_What is being asked_
Find the word "jersey" in the data, then copy each line where it is found.

+ + + +

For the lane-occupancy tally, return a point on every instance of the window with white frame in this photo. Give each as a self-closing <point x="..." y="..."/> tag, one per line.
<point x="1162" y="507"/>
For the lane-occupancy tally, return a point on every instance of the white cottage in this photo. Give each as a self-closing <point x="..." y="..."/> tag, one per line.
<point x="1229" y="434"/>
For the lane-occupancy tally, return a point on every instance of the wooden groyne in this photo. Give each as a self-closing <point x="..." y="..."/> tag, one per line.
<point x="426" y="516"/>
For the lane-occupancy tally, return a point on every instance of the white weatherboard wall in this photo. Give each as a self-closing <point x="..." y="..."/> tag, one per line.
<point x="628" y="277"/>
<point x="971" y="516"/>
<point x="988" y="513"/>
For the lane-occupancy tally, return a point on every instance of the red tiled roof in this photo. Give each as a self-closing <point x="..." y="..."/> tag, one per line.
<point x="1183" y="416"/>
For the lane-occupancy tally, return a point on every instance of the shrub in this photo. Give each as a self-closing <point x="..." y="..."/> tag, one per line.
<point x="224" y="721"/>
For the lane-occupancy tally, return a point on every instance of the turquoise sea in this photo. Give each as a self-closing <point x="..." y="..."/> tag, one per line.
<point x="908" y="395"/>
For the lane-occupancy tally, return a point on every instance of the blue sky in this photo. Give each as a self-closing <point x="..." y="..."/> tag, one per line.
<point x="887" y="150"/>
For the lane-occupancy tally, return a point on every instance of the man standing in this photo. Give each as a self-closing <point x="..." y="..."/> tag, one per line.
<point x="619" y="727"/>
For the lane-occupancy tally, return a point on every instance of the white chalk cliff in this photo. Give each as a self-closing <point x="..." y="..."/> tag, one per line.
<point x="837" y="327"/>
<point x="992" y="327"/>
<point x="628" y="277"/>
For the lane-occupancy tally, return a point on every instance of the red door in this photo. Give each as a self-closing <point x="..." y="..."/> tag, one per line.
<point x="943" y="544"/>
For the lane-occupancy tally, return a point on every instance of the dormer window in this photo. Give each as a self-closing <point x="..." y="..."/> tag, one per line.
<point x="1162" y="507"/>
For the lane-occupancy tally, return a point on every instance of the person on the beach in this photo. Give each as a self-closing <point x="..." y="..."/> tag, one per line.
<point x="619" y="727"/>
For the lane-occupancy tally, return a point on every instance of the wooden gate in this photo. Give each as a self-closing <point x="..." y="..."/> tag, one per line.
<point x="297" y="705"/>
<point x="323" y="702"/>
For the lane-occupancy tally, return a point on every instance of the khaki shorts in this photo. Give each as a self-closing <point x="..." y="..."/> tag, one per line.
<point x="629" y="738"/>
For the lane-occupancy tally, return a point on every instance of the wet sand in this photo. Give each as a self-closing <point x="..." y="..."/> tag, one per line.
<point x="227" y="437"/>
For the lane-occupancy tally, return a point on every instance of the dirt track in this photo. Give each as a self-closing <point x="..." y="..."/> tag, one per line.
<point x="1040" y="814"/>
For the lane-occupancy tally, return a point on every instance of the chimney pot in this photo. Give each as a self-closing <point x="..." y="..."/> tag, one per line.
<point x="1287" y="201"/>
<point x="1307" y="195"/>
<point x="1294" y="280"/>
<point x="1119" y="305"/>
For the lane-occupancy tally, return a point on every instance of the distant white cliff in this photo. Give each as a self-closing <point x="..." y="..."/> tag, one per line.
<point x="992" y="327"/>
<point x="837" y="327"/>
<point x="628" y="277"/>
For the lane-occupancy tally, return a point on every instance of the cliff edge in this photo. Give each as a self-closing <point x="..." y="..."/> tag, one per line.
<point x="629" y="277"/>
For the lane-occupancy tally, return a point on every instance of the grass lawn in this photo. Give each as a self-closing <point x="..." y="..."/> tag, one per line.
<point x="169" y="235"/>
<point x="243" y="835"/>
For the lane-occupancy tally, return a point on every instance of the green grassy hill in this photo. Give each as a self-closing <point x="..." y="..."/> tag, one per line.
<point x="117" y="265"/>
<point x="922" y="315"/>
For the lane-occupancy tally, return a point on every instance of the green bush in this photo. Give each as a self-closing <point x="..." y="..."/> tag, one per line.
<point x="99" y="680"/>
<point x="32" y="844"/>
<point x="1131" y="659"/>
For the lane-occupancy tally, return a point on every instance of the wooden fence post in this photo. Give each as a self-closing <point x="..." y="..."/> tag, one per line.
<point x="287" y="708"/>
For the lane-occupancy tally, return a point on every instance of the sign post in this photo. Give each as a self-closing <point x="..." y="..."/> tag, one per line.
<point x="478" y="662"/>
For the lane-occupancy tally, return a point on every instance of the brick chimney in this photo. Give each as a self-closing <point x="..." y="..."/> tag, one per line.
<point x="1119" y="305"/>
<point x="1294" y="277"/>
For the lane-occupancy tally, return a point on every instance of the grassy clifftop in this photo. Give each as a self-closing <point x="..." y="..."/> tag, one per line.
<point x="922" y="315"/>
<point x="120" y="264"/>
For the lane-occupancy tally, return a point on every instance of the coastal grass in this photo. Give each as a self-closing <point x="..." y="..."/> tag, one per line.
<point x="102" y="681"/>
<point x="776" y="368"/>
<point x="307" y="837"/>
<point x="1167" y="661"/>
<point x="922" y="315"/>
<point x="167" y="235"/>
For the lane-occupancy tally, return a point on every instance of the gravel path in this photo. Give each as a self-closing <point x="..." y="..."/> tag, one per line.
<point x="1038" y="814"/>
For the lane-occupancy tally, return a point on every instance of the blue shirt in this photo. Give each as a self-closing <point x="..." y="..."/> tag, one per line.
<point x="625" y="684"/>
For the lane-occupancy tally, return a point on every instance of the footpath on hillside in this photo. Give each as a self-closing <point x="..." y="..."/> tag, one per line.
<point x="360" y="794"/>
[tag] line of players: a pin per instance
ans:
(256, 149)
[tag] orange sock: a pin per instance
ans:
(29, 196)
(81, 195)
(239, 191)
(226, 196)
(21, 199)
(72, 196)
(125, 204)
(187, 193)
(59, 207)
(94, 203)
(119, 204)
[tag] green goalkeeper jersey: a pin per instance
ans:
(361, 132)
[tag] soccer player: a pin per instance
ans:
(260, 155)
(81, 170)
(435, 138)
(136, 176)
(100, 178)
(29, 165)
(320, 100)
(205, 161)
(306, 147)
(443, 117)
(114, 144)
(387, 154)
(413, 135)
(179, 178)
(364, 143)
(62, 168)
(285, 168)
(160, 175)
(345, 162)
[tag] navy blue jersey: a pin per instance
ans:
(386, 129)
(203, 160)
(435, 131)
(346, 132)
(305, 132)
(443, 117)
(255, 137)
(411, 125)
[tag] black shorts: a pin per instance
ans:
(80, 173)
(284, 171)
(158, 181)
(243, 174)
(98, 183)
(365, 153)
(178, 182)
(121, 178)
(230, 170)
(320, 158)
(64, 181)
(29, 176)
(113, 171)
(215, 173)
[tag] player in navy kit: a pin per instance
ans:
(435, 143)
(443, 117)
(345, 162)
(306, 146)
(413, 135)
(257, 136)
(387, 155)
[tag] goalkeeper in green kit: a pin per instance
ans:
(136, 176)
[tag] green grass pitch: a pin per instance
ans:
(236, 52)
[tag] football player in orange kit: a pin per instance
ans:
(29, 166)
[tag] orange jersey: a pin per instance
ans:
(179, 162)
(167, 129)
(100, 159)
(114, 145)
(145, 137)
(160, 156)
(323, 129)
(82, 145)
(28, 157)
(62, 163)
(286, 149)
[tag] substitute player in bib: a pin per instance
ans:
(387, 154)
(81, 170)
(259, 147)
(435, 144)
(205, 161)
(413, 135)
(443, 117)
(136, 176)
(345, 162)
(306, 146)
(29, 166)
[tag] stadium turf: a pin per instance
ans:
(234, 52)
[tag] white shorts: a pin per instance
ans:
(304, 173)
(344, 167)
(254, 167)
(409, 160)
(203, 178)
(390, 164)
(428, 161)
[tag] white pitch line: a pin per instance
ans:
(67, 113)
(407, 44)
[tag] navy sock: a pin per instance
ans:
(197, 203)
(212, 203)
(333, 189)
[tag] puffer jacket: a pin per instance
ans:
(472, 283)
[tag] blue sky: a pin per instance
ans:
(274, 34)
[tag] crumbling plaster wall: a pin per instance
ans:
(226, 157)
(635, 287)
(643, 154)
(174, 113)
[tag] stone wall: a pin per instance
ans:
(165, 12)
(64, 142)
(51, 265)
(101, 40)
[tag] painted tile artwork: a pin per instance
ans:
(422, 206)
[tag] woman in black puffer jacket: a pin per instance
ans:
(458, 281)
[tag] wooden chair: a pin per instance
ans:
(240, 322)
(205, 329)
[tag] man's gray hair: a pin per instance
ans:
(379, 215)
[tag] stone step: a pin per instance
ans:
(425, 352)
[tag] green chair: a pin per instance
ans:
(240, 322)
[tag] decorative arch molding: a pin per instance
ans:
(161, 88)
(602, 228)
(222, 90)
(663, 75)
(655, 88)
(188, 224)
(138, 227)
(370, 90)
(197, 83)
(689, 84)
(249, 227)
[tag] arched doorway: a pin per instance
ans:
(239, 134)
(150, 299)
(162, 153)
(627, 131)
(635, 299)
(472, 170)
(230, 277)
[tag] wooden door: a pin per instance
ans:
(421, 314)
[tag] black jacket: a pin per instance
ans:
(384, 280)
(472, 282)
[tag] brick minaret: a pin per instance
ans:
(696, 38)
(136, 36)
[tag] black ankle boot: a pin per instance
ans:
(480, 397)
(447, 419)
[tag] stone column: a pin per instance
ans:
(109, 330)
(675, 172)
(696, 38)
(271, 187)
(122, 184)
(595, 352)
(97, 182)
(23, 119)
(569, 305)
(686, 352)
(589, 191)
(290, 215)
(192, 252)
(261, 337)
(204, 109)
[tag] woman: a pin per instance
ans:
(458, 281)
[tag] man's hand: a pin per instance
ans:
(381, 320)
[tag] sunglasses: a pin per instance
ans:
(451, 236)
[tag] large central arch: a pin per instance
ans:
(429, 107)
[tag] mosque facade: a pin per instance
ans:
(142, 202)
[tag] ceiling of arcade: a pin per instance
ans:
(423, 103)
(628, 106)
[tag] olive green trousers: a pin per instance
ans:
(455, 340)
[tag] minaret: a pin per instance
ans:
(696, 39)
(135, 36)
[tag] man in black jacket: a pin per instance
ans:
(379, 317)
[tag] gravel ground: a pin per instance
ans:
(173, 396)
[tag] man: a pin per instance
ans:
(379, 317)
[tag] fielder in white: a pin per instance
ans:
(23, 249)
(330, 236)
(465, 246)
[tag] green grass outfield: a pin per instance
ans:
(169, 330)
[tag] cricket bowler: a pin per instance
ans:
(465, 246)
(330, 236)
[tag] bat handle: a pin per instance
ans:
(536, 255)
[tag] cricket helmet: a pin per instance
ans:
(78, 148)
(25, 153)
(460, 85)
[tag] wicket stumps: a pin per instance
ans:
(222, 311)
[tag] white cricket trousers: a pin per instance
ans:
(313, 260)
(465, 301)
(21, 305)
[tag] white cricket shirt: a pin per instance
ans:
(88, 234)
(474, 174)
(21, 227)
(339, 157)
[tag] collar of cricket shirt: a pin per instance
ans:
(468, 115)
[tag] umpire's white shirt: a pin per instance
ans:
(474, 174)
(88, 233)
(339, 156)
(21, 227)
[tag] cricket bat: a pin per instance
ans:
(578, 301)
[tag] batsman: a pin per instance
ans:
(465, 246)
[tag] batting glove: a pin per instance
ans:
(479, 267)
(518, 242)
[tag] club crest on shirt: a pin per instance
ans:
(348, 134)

+ + + +

_Your response_
[tag] green goalkeeper jersey: a pin per instance
[tag] navy blue jersey: a pin per instance
[tag] orange jersey: a pin per instance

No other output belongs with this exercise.